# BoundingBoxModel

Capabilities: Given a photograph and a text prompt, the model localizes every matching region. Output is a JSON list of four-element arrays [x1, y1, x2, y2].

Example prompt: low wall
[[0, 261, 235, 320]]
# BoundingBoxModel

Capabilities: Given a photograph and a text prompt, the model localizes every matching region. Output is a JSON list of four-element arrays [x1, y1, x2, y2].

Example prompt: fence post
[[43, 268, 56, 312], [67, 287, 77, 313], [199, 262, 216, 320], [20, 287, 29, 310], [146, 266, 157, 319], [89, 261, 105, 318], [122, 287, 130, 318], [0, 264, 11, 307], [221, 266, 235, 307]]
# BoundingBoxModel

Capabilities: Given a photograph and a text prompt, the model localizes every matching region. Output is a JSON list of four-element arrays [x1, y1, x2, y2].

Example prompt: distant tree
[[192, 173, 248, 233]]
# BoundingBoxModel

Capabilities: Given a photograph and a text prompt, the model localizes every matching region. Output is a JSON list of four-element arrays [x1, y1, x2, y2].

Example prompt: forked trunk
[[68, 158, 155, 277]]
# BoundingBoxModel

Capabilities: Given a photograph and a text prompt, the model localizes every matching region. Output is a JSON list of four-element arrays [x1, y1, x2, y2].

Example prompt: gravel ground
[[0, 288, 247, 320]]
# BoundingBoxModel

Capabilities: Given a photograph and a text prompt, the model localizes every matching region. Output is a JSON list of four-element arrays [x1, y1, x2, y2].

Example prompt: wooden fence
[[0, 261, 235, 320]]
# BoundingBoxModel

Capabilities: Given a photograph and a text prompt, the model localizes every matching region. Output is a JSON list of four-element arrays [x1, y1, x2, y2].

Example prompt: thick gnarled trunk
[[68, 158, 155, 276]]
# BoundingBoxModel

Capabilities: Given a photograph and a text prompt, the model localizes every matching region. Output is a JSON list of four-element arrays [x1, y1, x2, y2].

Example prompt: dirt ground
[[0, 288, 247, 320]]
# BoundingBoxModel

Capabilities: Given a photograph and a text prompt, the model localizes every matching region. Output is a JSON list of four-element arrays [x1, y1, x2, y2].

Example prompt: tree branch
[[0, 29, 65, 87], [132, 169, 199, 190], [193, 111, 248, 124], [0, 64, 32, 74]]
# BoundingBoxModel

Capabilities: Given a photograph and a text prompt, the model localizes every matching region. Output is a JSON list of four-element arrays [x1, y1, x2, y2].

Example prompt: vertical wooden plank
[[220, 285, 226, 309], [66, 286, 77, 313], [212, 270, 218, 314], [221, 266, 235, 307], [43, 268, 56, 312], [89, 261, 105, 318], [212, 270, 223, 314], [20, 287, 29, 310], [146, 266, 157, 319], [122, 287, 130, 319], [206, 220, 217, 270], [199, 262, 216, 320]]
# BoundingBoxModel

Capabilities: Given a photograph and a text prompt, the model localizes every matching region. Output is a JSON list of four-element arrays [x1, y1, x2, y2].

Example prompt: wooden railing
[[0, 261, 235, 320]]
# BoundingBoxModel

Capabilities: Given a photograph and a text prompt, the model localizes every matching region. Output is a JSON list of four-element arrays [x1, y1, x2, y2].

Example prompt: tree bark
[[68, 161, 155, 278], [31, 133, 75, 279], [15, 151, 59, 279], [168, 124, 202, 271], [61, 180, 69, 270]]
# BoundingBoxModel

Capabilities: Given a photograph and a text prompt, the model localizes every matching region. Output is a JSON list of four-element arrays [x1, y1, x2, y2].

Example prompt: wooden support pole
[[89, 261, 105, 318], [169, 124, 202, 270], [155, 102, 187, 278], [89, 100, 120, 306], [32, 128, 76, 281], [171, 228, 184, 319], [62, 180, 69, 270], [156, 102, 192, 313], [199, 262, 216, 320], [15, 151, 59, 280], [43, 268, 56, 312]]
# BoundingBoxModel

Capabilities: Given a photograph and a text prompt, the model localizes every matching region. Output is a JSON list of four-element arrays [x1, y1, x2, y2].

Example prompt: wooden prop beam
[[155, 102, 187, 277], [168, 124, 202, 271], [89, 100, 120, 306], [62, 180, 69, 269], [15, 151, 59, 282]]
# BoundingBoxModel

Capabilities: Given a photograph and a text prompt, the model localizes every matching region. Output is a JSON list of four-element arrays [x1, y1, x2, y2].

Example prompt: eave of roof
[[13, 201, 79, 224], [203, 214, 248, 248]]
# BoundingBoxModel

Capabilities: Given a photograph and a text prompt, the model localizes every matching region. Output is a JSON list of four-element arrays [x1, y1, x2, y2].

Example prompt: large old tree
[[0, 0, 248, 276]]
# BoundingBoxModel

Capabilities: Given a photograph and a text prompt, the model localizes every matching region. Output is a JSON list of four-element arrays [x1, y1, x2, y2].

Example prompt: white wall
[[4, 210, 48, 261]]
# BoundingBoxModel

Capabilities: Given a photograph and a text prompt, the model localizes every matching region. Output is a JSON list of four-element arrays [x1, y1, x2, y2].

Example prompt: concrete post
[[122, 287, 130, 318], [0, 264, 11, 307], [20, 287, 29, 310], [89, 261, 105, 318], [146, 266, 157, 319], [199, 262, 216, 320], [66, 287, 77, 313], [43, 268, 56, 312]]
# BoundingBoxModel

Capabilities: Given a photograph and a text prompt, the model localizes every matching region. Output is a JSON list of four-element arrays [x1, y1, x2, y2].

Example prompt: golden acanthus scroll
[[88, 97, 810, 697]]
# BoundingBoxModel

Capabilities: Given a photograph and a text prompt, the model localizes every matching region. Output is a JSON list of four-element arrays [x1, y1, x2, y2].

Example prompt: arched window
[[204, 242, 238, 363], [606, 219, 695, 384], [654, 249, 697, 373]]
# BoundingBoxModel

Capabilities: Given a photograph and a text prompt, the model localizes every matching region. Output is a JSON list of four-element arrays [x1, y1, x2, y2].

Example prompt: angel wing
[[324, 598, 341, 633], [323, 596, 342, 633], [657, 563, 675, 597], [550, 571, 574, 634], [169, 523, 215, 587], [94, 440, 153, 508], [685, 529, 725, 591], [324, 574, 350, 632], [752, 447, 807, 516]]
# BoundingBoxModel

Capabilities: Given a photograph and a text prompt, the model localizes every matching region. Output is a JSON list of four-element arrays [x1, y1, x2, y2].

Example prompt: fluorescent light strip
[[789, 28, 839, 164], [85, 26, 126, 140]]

· · ·

*Brief*
Reproduce every line of the data without changing a word.

*Solution*
# BoundingBoxModel

Capabilities: Given a photograph and a text prompt, the model localizes every matching region. Output is a JSON list of four-element arrays [x1, y1, x2, y2].

Example prompt: low wall
[[0, 261, 235, 320]]
# BoundingBoxModel

Capabilities: Given a photograph and a text prompt, the model localizes every matching region. Output is a JSON list of four-element arrays [x1, y1, x2, y2].

Example prompt: fence post
[[43, 268, 56, 312], [67, 287, 77, 313], [199, 262, 216, 320], [20, 287, 29, 310], [146, 266, 157, 319], [89, 261, 105, 318], [122, 287, 130, 318], [0, 264, 11, 307], [221, 266, 235, 307]]
# BoundingBoxModel

Capabilities: Given a photograph and a text prompt, the model localizes every matching region. Output is a JSON list of four-element arrays [x1, y1, x2, y2].

Example prompt: distant tree
[[192, 173, 248, 233]]
# BoundingBoxModel

Capabilities: Given a photograph and a text prompt, the model localizes every matching region. Output is a JSON list of four-element arrays [x1, y1, x2, y2].

Example prompt: forked trunk
[[68, 158, 155, 277]]
# BoundingBoxModel

Capabilities: Given a photograph and a text prompt, the model localizes every matching region. Output is a JSON list of four-element arrays [x1, y1, x2, y2].

Example prompt: gravel ground
[[0, 288, 247, 320]]
# BoundingBoxModel

Capabilities: Given a photograph and a text prompt, the model localizes every matching region. Output is a JSON list of four-element arrays [x1, y1, x2, y2].

Example prompt: wooden fence
[[0, 261, 235, 320]]
# BoundingBoxModel

Capabilities: Given a photograph and a text prompt, the model localizes every matching region. Output is a JSON list of four-element arrays [x1, y1, x2, y2].

Example prompt: thick gnarled trunk
[[68, 158, 155, 276]]
# BoundingBoxModel

Capabilities: Given a photograph and a text prompt, the model localizes every matching region. Output is a JSON list of four-element arrays [x1, y1, x2, y2].

Example prompt: dirt ground
[[0, 288, 247, 320]]
# BoundingBoxModel

Capabilities: Given a photograph and a text prompt, the model localizes every matching region. Output is a JSON list of four-element arrays [x1, y1, x2, y2].

Example prompt: tree branch
[[0, 29, 65, 87], [132, 169, 199, 190], [193, 111, 248, 124], [0, 64, 32, 74]]
# BoundingBoxModel

Capabilities: Given a photograph and a text prompt, the model localizes every matching region. Output is a JSON list of four-element arrays [x1, y1, x2, y2].

Example prompt: vertical wooden plank
[[220, 285, 226, 309], [66, 286, 77, 313], [212, 270, 218, 314], [221, 266, 235, 307], [43, 268, 56, 312], [89, 261, 105, 318], [212, 270, 223, 314], [20, 287, 29, 310], [146, 266, 157, 319], [122, 287, 130, 319], [206, 220, 217, 270], [199, 262, 216, 320]]
# BoundingBoxModel

Capabilities: Given a photograph and a text prompt, the model localizes every matching region. Output is a JSON list of four-element arrays [x1, y1, x2, y2].

Example prompt: wooden railing
[[0, 261, 235, 320]]
# BoundingBoxModel

Capabilities: Given a photograph and a text prompt, the model localizes every matching region. Output is a JSON list of four-element arrays [x1, y1, x2, y2].

Example prompt: tree bark
[[68, 161, 155, 278], [31, 133, 75, 279], [15, 151, 59, 279], [168, 124, 202, 271], [61, 180, 69, 270]]
# BoundingBoxModel

Capabilities: Given a photograph and a text prompt, the model localizes every matching region. Output is a JSON list of four-element arrays [x1, y1, x2, y2].

Example prompt: wooden support pole
[[89, 261, 105, 318], [169, 124, 202, 270], [155, 102, 187, 278], [89, 100, 120, 306], [32, 128, 76, 281], [171, 228, 184, 319], [62, 180, 69, 270], [156, 102, 192, 313], [199, 262, 216, 320], [15, 151, 59, 280], [43, 268, 56, 312]]
# BoundingBoxModel

Capabilities: Given a photograph and a text prompt, the model localizes every matching region. Output is a JSON list of four-element arrays [x1, y1, x2, y2].

Example prompt: wooden prop beam
[[155, 102, 187, 277], [168, 124, 202, 271], [89, 100, 120, 306], [62, 180, 69, 269], [15, 151, 59, 282]]
# BoundingBoxModel

Capabilities: Given a photograph and a text prompt, the model localizes every matching region. Output is a JSON list of four-element arrays [x1, y1, x2, y2].

Example prompt: eave of roof
[[13, 201, 79, 224], [203, 214, 248, 248]]
# BoundingBoxModel

Capabilities: Given a photograph and a text prompt, the model localizes every matching region. Output is a JSON list of four-element arrays [x1, y1, x2, y2].

Example prompt: large old tree
[[0, 0, 248, 276]]
# BoundingBoxModel

Capabilities: Given a photograph and a text prompt, the model localizes every matching region. Output is a JSON list of four-element arrays [x1, y1, x2, y2].

Example prompt: white wall
[[4, 210, 48, 261]]
# BoundingBoxModel

Capabilities: Given a photograph and a text prompt, the model localizes every matching region. Output is a JSON list of four-element arrays [x1, y1, x2, y2].

Example prompt: concrete post
[[122, 287, 130, 318], [0, 264, 11, 307], [20, 287, 29, 310], [89, 261, 105, 318], [146, 266, 157, 319], [199, 262, 216, 320], [66, 287, 77, 313], [43, 268, 56, 312]]
# BoundingBoxModel

Capabilities: Given a photograph and a text prompt, the model localizes every matching region. Output is a JSON list of four-element arrays [x1, y1, x2, y2].

Example prompt: golden acanthus scroll
[[88, 97, 810, 697]]
# BoundingBoxModel

Capabilities: Given a photograph and a text prompt, the model localizes every matching region. Output is a JSON list of four-element arrays [x1, y1, x2, y2].

Example prompt: arched window
[[204, 242, 238, 363], [606, 219, 695, 384], [654, 249, 697, 373]]
# BoundingBoxModel

Capabilities: Given a photograph and a text prompt, the model localizes every matching region. Output is a JSON list of four-element arrays [x1, y1, x2, y2].

Example prompt: angel wing
[[324, 598, 341, 633], [323, 596, 342, 633], [657, 563, 675, 597], [550, 571, 574, 634], [169, 523, 215, 587], [94, 440, 153, 508], [685, 529, 725, 591], [324, 574, 350, 632], [752, 447, 807, 516]]
# BoundingBoxModel

Capabilities: Given a photograph and a text prompt, the model localizes every matching region. Output is a JSON list of four-element arrays [x1, y1, x2, y2].

Example prompt: fluorescent light strip
[[789, 28, 839, 164], [85, 26, 126, 140]]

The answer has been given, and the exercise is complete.